__TEXT PASSAGE__:
KLC.1840 Pushtimargi Bhitar ki Baithak (temple) at Gokul, Water Colour on Paper, Rajasthani School, 18th century A.D. Inscribed: Shri Hari, Shri Gokul ki Veth.. (Baithak) Bhitar ki.
According to K.K. Shastri's biography of Vallabhacharya, there were three baithaks in Gokul which this author has numbered as first, second and third. It is a pleasant surprise to find that the second baithak was known as 'bhitar ki badhi baithak', which nomenclature when tallied with the inscription on KLC.1840, corroborates that this painting represents the particular baithak at Gokul. This baithak was the venue of Vallabhacharya's katha recitations and also where he shared his meals. A miracle was performed here by Vallabhacharya when the mahants of Vrindavan intended to test him. One Shyamnanda had been sent with a Saligram hidden in a purse. Gokul was also the seat of Shri Gokulnathji, one of the seven svarupas of Shrinathji. Vitthalnathji had set up the worship of the seven icons at seven different places.
The crucial point in this painting is the identification of the chief priest. In this context the story of Shyamananda seems to be very relevant (84 vārta). Presuming that the two seated priests interacting with each other in the second row from the top, represent this episode, then the priest on the left is to be identified as Vallabhacharya, who is depicted again in the third row leading the kirtan (collective singing). Another fact about the location of this baithak is, as has been already mentioned, that this was the sanctified region where Krishna spent his childhood immediately after he was brought here since his birth from across Mathura.
We presume that the artist visualized the portrait of Vallabhacharya perhaps accepting the tradition set up by his predecessors. Although there is supposed to exist an early image of the pushtimārgi founder but in general he is not represented so frequently in the pictorial repertoire of the Vallabhacharya school of paintings. The religious teacher is depicted with a solemn expression while his hair are tied in a knot at the back of his head. He sports a thin moustache and whiskers.
Here, it will be relevant to mention the pushtimārgi belief that the authentic portrait of Vallabhacharya was delineated by Honhar, who was Shahjahan's court artist. He in turn could have based his likeness of Mahaprabhuji on the painting created by an Akbar period Hindu artist. The Kishangarh raja Rup Singh had obtained the portrait image from the Mughal Emperor who was impressed by the Rajput warrior's valour. This is the icon believed to be installed in the royal temple at Kishangarh. However, it is not possible to ascertain if the rather occasional depictions of Vallabhacharya's likeness are derived from this contemporary portrait. One scholar who has quoted the description of the painting from Pushtimārgi text, at least it is clear that Vallabhacharya was of rather dark complexion, which is quite unlike how he is portrayed by the Nathadvara artists. In our painting which is under discussion, Vallabhacharya is rendered with dark complexion.

__RECORDS PROVIDED__:
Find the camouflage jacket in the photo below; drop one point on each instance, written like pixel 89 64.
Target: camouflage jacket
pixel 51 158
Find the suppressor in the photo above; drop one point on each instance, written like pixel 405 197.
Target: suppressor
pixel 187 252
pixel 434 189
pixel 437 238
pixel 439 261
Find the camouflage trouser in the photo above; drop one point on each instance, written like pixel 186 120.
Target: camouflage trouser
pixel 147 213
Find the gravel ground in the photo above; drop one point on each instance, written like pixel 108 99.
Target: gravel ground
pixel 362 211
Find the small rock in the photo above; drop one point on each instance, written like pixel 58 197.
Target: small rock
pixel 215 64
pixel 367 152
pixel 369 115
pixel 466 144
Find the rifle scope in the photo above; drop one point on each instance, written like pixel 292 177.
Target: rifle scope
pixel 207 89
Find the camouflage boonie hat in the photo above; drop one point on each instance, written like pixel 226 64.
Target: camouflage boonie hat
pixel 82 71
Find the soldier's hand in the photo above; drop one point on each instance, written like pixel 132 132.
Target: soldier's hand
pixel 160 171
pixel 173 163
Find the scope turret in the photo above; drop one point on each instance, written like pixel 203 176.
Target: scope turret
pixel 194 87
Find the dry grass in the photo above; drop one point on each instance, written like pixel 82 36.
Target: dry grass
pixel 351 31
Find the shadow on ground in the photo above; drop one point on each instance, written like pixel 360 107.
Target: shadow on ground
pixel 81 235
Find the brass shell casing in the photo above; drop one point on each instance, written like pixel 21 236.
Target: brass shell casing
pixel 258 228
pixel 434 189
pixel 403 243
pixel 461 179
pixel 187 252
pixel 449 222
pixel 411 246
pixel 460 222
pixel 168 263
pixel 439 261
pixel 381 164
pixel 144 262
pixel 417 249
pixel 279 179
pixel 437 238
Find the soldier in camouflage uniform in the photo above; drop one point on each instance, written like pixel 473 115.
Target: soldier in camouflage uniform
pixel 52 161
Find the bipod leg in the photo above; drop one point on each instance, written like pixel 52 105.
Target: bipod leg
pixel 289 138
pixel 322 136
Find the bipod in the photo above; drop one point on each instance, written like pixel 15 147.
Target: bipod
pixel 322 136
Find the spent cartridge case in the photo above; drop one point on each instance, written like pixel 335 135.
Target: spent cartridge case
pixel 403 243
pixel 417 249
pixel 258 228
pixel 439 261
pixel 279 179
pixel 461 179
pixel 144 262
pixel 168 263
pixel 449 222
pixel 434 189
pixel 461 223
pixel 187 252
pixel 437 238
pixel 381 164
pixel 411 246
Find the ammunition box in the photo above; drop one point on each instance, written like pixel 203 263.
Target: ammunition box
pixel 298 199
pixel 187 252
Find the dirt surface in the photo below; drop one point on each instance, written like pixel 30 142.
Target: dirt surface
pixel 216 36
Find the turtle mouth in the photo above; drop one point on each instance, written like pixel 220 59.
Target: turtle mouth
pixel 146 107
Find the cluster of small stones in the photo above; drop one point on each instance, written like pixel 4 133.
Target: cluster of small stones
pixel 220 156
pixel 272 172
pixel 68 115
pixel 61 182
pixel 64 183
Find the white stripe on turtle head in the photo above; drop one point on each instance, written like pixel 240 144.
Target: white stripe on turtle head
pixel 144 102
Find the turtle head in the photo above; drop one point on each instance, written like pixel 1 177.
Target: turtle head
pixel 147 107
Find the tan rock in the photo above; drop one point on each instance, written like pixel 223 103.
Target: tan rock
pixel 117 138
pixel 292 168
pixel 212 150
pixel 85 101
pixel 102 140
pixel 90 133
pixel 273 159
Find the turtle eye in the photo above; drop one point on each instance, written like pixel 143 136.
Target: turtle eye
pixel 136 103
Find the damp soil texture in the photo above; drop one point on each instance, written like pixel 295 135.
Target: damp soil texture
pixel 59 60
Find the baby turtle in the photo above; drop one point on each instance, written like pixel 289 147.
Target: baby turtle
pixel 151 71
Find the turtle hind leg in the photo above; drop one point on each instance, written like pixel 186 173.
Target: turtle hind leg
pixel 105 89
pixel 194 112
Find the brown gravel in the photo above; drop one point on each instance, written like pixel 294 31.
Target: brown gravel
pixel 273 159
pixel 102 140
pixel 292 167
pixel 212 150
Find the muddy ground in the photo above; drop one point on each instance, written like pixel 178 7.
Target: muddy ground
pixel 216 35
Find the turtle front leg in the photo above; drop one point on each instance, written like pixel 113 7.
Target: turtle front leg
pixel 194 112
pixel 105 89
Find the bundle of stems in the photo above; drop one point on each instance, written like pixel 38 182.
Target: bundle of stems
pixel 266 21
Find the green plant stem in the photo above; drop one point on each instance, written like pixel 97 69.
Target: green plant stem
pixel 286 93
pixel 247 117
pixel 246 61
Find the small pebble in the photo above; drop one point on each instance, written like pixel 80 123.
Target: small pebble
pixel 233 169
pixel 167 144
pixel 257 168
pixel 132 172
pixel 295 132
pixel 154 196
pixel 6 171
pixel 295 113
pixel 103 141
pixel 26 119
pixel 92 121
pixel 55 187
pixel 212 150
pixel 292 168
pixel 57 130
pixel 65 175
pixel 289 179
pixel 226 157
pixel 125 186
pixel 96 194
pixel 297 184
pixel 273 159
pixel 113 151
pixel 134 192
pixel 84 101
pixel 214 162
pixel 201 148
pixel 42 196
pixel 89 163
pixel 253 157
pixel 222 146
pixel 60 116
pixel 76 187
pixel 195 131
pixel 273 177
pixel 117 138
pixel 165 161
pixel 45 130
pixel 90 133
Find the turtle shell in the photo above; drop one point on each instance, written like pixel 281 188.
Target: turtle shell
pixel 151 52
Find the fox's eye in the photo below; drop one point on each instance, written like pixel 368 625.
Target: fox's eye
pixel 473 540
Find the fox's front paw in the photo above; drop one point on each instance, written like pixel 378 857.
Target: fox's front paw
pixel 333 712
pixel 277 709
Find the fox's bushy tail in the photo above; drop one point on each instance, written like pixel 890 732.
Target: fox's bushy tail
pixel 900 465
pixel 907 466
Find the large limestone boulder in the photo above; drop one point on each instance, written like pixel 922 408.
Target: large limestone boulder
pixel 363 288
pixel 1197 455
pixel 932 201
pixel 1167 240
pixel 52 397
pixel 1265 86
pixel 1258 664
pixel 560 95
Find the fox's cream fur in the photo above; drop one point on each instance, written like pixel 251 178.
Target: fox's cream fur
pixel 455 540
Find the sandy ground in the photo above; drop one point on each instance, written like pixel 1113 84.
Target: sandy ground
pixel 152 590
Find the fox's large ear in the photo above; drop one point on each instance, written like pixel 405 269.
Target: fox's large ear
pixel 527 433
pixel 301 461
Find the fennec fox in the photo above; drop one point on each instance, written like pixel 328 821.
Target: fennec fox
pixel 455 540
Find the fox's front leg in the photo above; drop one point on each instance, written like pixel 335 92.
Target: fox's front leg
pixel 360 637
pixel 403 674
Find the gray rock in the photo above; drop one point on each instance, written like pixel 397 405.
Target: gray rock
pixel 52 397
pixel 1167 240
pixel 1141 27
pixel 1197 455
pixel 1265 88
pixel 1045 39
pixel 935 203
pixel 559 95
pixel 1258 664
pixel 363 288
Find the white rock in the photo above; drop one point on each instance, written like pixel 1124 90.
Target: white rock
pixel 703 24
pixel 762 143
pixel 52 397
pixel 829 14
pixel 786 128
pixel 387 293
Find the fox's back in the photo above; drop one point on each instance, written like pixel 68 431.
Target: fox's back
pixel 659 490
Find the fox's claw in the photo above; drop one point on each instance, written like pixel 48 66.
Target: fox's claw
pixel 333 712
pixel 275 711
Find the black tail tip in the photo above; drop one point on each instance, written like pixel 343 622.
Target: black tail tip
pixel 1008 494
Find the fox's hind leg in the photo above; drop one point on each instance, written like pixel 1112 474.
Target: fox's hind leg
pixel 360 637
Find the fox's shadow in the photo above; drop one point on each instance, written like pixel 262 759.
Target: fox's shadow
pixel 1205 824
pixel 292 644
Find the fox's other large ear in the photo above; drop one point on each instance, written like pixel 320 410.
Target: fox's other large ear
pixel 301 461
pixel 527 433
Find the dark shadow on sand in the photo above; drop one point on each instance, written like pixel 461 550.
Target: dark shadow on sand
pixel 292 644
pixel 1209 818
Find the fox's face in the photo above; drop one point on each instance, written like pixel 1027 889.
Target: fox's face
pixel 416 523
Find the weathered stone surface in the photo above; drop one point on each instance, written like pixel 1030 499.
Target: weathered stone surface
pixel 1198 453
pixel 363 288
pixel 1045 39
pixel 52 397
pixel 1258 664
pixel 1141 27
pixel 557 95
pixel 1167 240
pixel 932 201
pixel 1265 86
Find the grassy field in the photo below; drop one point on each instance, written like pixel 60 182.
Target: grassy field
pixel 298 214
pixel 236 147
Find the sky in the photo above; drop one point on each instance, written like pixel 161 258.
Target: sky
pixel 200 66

__TASK PROMPT__:
Transcribe the passage above on the Gokul baithak painting from "The crucial point" up to and including "from across Mathura.".

__ANSWER TO THIS EXERCISE__:
The crucial point in this painting is the identification of the chief priest. In this context the story of Shyamananda seems to be very relevant (84 vārta). Presuming that the two seated priests interacting with each other in the second row from the top, represent this episode, then the priest on the left is to be identified as Vallabhacharya, who is depicted again in the third row leading the kirtan (collective singing). Another fact about the location of this baithak is, as has been already mentioned, that this was the sanctified region where Krishna spent his childhood immediately after he was brought here since his birth from across Mathura.